[[ Provided text, beginning ]]
Head and neck cancer is the leading form of cancer in males in India and ranks 5 th for females.
It affects men more frequently than women and it occurs between the ages of 35 to 55 years.
A painless lump in the neck is found in nearly 75% of newly diagnosed nasopharyngeal cancer. A doctor should be seen if any of the following symptoms develop and persist: a painless lump in the neck, excessive nose discharge or blockage or bleeding, decreased hearing or ringing in the ears, or unusual face pain or numbness, double vision or headache. As cancer can spread to any organ or tissue in the body, in the late stages there may be symptoms from the lung, bone or liver.
If nasopharyngeal cancer is suspected, a doctor will look for swelling or lumps in the neck. The doctor may examine the nasopharynx with a special angled mirror that is placed at the back of the throat or pass a flexible tube called a nasoscope (usually 5 - 6 mm in diameter) into one of the nostrils and to the back of the nose to look for lumps or ulcers. Small pieces of tissues may be removed during this examination to diagnose cancer. This is called biopsy.
If there is a neck lump, small pieces of the lump can be removed using a needle and syringe under local anaesthesia. The tissue is then examined under a mircoscope to look for cancer cells.
Once cancer is confirmed, further tests will be done to see if the cancer has spread from the nasopharynx to other parts of the body. The tests usually include a thorough physical examination, blood tests, chest x-rays and scans of the head and neck region. A bone scan and liver scan may also be ordered to see if the cancer is suspected to have spread to these areas.
[[ Provided text, end ]]
■ Task brief ■
Carry on the passage about nasopharyngeal cancer from the point where it ends.
[[ Excerpted records, beginning ]]
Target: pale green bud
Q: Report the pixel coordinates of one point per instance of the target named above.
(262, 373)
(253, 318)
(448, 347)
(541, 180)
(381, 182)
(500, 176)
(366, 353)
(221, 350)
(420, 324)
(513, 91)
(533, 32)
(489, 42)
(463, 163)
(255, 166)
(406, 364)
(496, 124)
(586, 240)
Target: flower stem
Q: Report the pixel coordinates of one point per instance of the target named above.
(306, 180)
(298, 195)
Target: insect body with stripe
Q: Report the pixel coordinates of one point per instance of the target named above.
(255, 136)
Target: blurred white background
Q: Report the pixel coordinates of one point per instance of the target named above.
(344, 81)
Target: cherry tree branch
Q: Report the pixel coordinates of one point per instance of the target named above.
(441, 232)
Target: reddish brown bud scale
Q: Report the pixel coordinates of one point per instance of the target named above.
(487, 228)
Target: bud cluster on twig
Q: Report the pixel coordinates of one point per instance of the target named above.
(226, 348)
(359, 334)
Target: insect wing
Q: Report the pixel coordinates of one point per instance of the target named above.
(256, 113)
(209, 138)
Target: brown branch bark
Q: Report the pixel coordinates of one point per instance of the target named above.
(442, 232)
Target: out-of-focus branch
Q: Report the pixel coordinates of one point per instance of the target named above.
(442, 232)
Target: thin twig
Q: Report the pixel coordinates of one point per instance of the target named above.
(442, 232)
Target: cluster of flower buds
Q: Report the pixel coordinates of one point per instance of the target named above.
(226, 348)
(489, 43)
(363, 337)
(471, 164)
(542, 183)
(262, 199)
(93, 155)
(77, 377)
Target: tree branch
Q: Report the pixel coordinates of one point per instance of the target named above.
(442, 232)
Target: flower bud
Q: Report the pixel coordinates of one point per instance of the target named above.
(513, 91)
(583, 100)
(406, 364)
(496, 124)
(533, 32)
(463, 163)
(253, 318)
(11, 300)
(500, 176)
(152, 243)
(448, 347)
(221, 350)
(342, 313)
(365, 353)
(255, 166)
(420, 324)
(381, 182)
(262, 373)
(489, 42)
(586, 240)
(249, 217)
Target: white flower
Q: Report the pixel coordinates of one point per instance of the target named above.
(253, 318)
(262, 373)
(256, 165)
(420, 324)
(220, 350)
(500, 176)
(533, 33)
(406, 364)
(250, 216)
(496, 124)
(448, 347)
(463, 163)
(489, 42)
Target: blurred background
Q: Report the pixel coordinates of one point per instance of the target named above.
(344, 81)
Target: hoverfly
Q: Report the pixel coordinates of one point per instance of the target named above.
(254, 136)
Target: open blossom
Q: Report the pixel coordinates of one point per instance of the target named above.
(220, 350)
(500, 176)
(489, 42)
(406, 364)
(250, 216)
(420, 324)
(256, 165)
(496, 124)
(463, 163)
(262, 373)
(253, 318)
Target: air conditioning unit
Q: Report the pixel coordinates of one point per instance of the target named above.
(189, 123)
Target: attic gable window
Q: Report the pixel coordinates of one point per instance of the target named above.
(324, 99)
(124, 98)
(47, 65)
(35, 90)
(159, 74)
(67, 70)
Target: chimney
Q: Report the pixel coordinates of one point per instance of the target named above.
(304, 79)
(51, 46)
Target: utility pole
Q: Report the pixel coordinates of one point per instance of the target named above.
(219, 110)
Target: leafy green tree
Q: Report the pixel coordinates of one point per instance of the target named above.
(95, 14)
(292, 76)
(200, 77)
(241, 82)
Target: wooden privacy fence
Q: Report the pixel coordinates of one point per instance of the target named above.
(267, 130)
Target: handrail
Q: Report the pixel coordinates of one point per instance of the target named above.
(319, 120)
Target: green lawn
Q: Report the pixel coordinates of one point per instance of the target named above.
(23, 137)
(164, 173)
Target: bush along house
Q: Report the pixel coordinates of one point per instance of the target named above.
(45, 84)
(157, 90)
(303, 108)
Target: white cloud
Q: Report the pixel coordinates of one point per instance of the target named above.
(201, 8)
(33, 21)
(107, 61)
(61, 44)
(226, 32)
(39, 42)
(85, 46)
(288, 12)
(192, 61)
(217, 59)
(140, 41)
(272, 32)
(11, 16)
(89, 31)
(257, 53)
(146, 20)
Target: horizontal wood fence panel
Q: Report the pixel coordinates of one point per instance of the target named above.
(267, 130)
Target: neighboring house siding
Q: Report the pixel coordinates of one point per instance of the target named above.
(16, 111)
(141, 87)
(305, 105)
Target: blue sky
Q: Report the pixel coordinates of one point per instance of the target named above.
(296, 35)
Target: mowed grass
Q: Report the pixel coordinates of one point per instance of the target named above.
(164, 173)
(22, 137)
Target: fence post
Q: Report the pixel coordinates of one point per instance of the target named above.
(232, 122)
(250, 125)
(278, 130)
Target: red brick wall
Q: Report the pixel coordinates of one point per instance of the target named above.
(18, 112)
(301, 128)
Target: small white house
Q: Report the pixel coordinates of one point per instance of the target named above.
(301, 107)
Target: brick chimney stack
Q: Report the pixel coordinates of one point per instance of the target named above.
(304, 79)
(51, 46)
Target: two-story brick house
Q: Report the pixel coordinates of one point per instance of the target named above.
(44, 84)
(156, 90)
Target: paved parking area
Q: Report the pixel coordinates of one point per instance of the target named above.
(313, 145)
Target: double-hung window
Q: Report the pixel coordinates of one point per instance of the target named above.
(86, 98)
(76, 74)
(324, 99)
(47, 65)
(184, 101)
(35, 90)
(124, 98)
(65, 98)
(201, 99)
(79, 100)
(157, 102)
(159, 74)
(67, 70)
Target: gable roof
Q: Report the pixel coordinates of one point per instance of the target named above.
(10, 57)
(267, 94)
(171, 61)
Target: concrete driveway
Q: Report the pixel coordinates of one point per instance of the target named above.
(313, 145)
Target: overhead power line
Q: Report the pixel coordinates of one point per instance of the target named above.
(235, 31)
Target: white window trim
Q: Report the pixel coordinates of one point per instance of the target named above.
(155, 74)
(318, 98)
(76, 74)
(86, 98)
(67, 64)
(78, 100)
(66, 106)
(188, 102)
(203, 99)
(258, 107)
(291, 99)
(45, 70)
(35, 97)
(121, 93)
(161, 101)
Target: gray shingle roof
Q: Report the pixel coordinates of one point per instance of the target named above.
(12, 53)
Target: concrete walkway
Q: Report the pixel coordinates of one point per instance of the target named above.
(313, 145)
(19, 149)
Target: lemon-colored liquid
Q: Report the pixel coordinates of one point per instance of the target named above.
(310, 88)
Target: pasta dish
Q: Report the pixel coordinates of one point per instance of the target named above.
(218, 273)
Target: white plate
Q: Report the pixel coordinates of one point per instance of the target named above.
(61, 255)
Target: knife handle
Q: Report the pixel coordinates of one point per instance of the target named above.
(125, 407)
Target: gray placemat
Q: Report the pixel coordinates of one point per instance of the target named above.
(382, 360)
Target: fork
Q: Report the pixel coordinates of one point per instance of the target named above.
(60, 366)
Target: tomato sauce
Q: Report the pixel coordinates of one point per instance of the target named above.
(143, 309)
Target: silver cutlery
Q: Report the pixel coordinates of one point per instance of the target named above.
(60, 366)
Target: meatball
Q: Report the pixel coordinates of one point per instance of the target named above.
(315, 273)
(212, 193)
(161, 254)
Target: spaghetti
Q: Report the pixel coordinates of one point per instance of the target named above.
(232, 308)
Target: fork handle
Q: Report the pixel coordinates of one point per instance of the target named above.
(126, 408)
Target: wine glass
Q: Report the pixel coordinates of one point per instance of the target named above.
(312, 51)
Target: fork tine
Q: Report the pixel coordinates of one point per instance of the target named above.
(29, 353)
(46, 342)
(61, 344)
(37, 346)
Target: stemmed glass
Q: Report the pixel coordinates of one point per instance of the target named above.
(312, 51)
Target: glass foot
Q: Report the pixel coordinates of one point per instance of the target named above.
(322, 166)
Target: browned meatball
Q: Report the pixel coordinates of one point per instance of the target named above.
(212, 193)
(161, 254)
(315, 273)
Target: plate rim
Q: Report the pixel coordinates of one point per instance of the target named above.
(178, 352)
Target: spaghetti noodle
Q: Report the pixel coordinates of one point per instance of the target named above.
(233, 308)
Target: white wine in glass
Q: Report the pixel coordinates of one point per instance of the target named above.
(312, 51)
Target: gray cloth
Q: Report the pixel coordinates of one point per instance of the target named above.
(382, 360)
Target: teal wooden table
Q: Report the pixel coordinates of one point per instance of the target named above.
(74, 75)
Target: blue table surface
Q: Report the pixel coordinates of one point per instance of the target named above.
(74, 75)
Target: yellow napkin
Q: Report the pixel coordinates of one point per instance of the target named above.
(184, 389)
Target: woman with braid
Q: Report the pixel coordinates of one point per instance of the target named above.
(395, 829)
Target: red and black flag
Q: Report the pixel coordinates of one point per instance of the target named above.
[[ Excerpted records, end ]]
■ Solved exercise ■
Early nasopharyngeal cancer is treated by radiotherapy. A team led by a radiation oncologist, a doctor who specializes in giving radiotherapy, plan radiation therapy. Radiation is given to an area that covers the region around the nasopharynx and the neck and down to the collarbone. Temporary side effects include redness and peeling of the skin of the neck and cheek area, dryness of the mouth, mouth ulcers and loss of appetite.
Chemotherapy is sometimes used as part of the treatment. Chemotherapy uses drugs that kills cancers when it has spread to other parts of the body such as lungs, liver, and bones. The drugs are injected into the hand veins.
Chemotherapy may also be used in combination with radiotherapy to improve the efficiency of radiotherapy. Due to the location of the cancer, surgery is not commonly used. In some patients, surgery may be used to remove lumps in the neck that have persisted or returned after treatment with radiotherapy.
Surgery may also be considered when the cancer in the nasopharynx recurs despite radiotherapy and there is no spread of cancer elsewhere in the body.
Clinical examinations, x-rays and pathology reports all help the medical team decide what the progress of an individual case of Nasopharyngeal Cancer may be. Then, the appropriate course of treatment will be put into action. The treatment strategy will vary from person to person. With prompt and appropriate treatment, the outlook for a person with Nasopharyngeal Cancer is reasonable. Early disease limited to nasopharyngeal can be cured with radiation in large majority.
Eat plenty of fresh fruit, green vegetables and other sources of vitamin C to lower your cancer risk.
Avoid taking excessive amounts of salted fish and other preserved foodstuff.
Avoid active and secondary tobacco smoke exposure. Screening can help to detect lung cancer.
Nasopharyngeal cancer is not directly associated with smoking. It may be a virus-related cancer and therefore found in members of a close community or family but is not contagious. Although not proven to be hereditary, nasopharynx cancer is known to be present in several members of one family.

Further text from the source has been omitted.